This structure separates your application logic (answer_question) from your evaluation logic (the test function). We're now ready to add powerful metrics.

Step 5: Using Built-in Evaluation Metrics

Let's upgrade our RAG test from Step 4. We want to ensure two things:

Faithfulness: Does the answer stick to the facts in the provided retrieval_context? (i.e., no hallucinations)
Answer Relevancy: Is the answer actually relevant to the user's input query?

DeepEval has metrics for both. Let's add them to our test.


# ... (imports and mock function from previous step)

@pytest.mark.parametrize(
    "query, context",
    [("What is the most famous landmark in Paris?", "Paris is the capital of France and is known for its art, fashion, and landmarks, including the iconic Eiffel Tower.")]
)
def test_rag_pipeline_with_metrics(query, context):
    actual_output = answer_question(query, context)

    test_case = LLMTestCase(
        input=query,
        actual_output=actual_output,
        retrieval_context=[context]
    )

    # Define our metrics with a passing threshold
    # The threshold is the minimum confidence score for the test to pass
    metrics = [
        FaithfulnessMetric(threshold=0.8),
        AnswerRelevancyMetric(threshold=0.8)
    ]

    # Run the test with the defined metrics
    assert_test(test_case, metrics)

Items from a dataset:
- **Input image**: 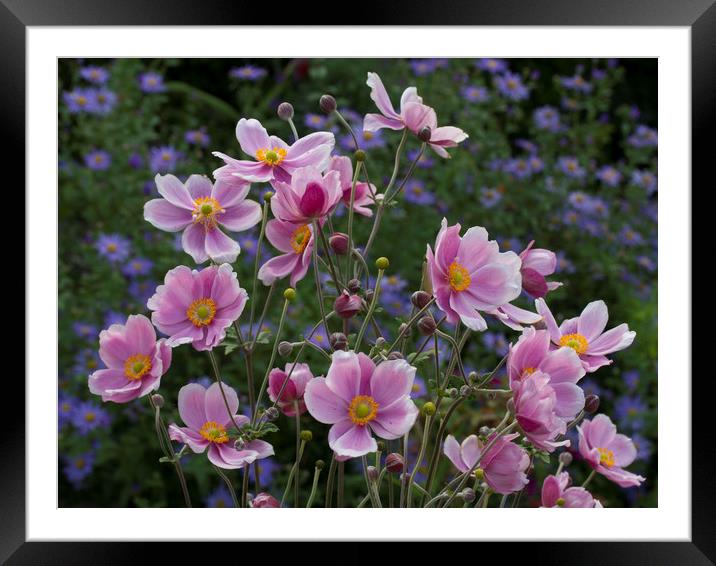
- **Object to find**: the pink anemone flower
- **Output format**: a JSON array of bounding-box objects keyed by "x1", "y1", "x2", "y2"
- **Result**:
[
  {"x1": 328, "y1": 155, "x2": 376, "y2": 217},
  {"x1": 427, "y1": 218, "x2": 522, "y2": 330},
  {"x1": 520, "y1": 240, "x2": 562, "y2": 299},
  {"x1": 512, "y1": 370, "x2": 569, "y2": 452},
  {"x1": 144, "y1": 175, "x2": 261, "y2": 263},
  {"x1": 213, "y1": 118, "x2": 336, "y2": 183},
  {"x1": 507, "y1": 327, "x2": 586, "y2": 420},
  {"x1": 169, "y1": 383, "x2": 273, "y2": 469},
  {"x1": 304, "y1": 350, "x2": 418, "y2": 458},
  {"x1": 577, "y1": 415, "x2": 646, "y2": 487},
  {"x1": 363, "y1": 73, "x2": 468, "y2": 157},
  {"x1": 271, "y1": 167, "x2": 343, "y2": 224},
  {"x1": 542, "y1": 472, "x2": 602, "y2": 509},
  {"x1": 535, "y1": 299, "x2": 636, "y2": 373},
  {"x1": 268, "y1": 363, "x2": 313, "y2": 417},
  {"x1": 147, "y1": 263, "x2": 248, "y2": 350},
  {"x1": 89, "y1": 314, "x2": 172, "y2": 403},
  {"x1": 258, "y1": 218, "x2": 314, "y2": 287},
  {"x1": 443, "y1": 433, "x2": 530, "y2": 495}
]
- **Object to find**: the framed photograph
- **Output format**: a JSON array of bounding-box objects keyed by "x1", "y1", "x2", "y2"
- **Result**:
[{"x1": 8, "y1": 0, "x2": 716, "y2": 564}]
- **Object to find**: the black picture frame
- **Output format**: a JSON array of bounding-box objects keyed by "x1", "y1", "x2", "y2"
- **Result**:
[{"x1": 8, "y1": 0, "x2": 716, "y2": 566}]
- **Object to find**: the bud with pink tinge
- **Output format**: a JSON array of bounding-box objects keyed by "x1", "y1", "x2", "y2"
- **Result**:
[
  {"x1": 333, "y1": 290, "x2": 363, "y2": 318},
  {"x1": 251, "y1": 492, "x2": 281, "y2": 508},
  {"x1": 328, "y1": 232, "x2": 348, "y2": 255},
  {"x1": 385, "y1": 458, "x2": 405, "y2": 474}
]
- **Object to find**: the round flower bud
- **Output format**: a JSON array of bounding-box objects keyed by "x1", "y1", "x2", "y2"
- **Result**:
[
  {"x1": 328, "y1": 232, "x2": 348, "y2": 255},
  {"x1": 584, "y1": 395, "x2": 599, "y2": 414},
  {"x1": 460, "y1": 487, "x2": 475, "y2": 503},
  {"x1": 328, "y1": 332, "x2": 348, "y2": 350},
  {"x1": 410, "y1": 291, "x2": 432, "y2": 309},
  {"x1": 333, "y1": 290, "x2": 363, "y2": 318},
  {"x1": 559, "y1": 452, "x2": 574, "y2": 466},
  {"x1": 385, "y1": 452, "x2": 405, "y2": 474},
  {"x1": 418, "y1": 314, "x2": 438, "y2": 336},
  {"x1": 418, "y1": 126, "x2": 433, "y2": 142},
  {"x1": 251, "y1": 493, "x2": 281, "y2": 508},
  {"x1": 421, "y1": 401, "x2": 437, "y2": 417},
  {"x1": 318, "y1": 94, "x2": 338, "y2": 114},
  {"x1": 264, "y1": 407, "x2": 279, "y2": 422},
  {"x1": 276, "y1": 102, "x2": 293, "y2": 120},
  {"x1": 505, "y1": 397, "x2": 515, "y2": 415}
]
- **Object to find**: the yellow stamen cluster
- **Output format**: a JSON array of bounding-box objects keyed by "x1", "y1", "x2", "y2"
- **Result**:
[
  {"x1": 448, "y1": 261, "x2": 471, "y2": 291},
  {"x1": 348, "y1": 395, "x2": 378, "y2": 426},
  {"x1": 191, "y1": 197, "x2": 224, "y2": 229},
  {"x1": 256, "y1": 147, "x2": 288, "y2": 167},
  {"x1": 597, "y1": 448, "x2": 614, "y2": 468},
  {"x1": 559, "y1": 333, "x2": 589, "y2": 354},
  {"x1": 124, "y1": 354, "x2": 152, "y2": 381},
  {"x1": 291, "y1": 224, "x2": 311, "y2": 254},
  {"x1": 186, "y1": 297, "x2": 216, "y2": 328},
  {"x1": 199, "y1": 421, "x2": 229, "y2": 444}
]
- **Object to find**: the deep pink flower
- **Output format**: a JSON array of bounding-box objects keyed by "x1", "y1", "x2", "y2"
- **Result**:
[
  {"x1": 304, "y1": 351, "x2": 418, "y2": 458},
  {"x1": 271, "y1": 167, "x2": 343, "y2": 223},
  {"x1": 328, "y1": 155, "x2": 376, "y2": 217},
  {"x1": 542, "y1": 472, "x2": 602, "y2": 508},
  {"x1": 512, "y1": 370, "x2": 569, "y2": 452},
  {"x1": 577, "y1": 415, "x2": 646, "y2": 487},
  {"x1": 169, "y1": 383, "x2": 273, "y2": 469},
  {"x1": 443, "y1": 433, "x2": 530, "y2": 495},
  {"x1": 89, "y1": 314, "x2": 172, "y2": 403},
  {"x1": 258, "y1": 218, "x2": 314, "y2": 287},
  {"x1": 144, "y1": 175, "x2": 261, "y2": 263},
  {"x1": 427, "y1": 218, "x2": 522, "y2": 330},
  {"x1": 251, "y1": 492, "x2": 281, "y2": 509},
  {"x1": 147, "y1": 263, "x2": 248, "y2": 350},
  {"x1": 213, "y1": 118, "x2": 336, "y2": 183},
  {"x1": 507, "y1": 327, "x2": 585, "y2": 420},
  {"x1": 268, "y1": 363, "x2": 313, "y2": 417},
  {"x1": 535, "y1": 299, "x2": 636, "y2": 373},
  {"x1": 363, "y1": 73, "x2": 468, "y2": 157}
]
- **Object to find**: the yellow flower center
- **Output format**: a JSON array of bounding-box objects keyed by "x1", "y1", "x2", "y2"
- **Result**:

Problems to work on:
**a.** Extract everything in the DeepEval tutorial excerpt from "Let's upgrade our" down to "(i.e., no hallucinations)".
**b.** According to the DeepEval tutorial excerpt, what two qualities should the upgraded RAG test ensure?
The entries are drawn from a source separate from the DeepEval tutorial excerpt.

Results of the tasks:
**a.**
Let's upgrade our RAG test from Step 4. We want to ensure two things:

Faithfulness: Does the answer stick to the facts in the provided retrieval_context? (i.e., no hallucinations)

**b.** Faithfulness and Answer Relevancy.